*TASK OBJECTIVE*:
Reproduce each of the following items word for word, from the first to the last.

[MATERIAL PROVIDED start]

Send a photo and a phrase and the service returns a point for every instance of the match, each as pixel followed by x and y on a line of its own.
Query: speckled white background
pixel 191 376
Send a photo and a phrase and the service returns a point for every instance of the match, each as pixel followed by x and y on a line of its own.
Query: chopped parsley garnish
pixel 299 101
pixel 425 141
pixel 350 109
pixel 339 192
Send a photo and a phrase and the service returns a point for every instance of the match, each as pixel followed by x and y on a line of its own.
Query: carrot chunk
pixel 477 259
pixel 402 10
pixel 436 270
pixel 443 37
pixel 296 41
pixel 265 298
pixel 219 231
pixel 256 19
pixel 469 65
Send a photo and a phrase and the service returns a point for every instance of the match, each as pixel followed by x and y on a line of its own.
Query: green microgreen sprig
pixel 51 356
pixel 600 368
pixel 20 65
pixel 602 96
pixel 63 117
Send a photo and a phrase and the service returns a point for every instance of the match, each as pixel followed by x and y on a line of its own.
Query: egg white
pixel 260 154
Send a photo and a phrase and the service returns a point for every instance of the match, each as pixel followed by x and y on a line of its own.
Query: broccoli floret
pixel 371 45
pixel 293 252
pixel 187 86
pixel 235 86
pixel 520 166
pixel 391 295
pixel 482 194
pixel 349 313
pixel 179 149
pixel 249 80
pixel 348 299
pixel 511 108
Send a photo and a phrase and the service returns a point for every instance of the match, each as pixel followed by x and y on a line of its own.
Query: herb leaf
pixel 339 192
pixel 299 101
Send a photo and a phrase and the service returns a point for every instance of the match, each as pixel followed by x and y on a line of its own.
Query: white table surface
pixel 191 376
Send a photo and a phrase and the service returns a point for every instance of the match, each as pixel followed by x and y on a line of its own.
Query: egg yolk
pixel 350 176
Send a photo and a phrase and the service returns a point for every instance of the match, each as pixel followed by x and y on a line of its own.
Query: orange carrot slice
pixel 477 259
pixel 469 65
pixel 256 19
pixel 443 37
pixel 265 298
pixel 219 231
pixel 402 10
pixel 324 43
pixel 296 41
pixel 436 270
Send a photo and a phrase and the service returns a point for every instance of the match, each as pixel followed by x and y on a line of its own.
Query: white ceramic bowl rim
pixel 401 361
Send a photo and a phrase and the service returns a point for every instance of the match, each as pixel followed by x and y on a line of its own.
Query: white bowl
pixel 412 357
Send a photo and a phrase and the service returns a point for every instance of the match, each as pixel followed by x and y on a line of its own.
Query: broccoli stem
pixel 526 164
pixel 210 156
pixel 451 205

[MATERIAL PROVIDED end]

*OUTPUT BELOW*:
Send a photo and a phrase and the service returns a point for every instance of the match, each as pixel followed by x and y on a line of its own.
Query: speckled white background
pixel 191 376
Send a photo and a phrase and the service returns a point for every instance of the match, each as pixel followed by x and y on a line of its own.
Query: chopped parsley garnish
pixel 299 101
pixel 425 141
pixel 350 109
pixel 339 192
Send a photo and a phrase and the service returns a point for every instance of the match, each as pixel followed by x and y on a line of its own.
Query: carrot chunk
pixel 477 259
pixel 402 10
pixel 436 270
pixel 443 37
pixel 296 41
pixel 265 298
pixel 219 231
pixel 256 19
pixel 469 65
Send a photo and a phrase and the service returns a point for every instance of the match, each as pixel followed by x and y on a line of its own.
Query: green microgreen sprig
pixel 51 356
pixel 600 368
pixel 20 65
pixel 602 96
pixel 63 117
Send a photo and a phrase and the service returns a point for every instance of the match, each as pixel followed by x and y on a line of its own.
Query: egg white
pixel 260 154
Send a photo and a phrase and the service returns a point for every instance of the match, each as pixel followed by x and y on a line of its own.
Query: broccoli floret
pixel 371 45
pixel 293 252
pixel 187 86
pixel 235 86
pixel 520 166
pixel 391 295
pixel 482 194
pixel 349 313
pixel 179 149
pixel 249 80
pixel 348 299
pixel 511 108
Send a photo and a phrase and the service returns a point for every instance of the match, each as pixel followed by x and y on a line of its own.
Query: herb leaf
pixel 339 192
pixel 299 101
Send a photo and a phrase and the service returns a point for every instance of the match, each as pixel followed by x and y on a line of its own.
Query: white table surface
pixel 191 376
Send a photo and a phrase and the service returns a point for every instance of the match, each as pixel followed by x and y on a line of its own.
Query: egg yolk
pixel 350 176
Send a photo and a phrase and the service returns a point for every instance of the match, each as pixel followed by x and y on a line of its own.
Query: orange carrot slice
pixel 477 259
pixel 469 65
pixel 256 19
pixel 443 37
pixel 265 298
pixel 219 231
pixel 402 10
pixel 324 43
pixel 296 41
pixel 436 270
Send a photo and a phrase and the service returns a point for every instance of the match, each as pixel followed by x and y on a line of its own.
Query: white ceramic bowl rim
pixel 401 361
Send a photo and a phrase and the service returns a point for every instance of the match, each as pixel followed by x and y on a line of its own.
Query: white bowl
pixel 412 357
Send a photo and a phrase and the service returns a point for every instance of the match, each as pixel followed by x and y on a line of its own.
Query: broccoli stem
pixel 526 164
pixel 210 156
pixel 451 205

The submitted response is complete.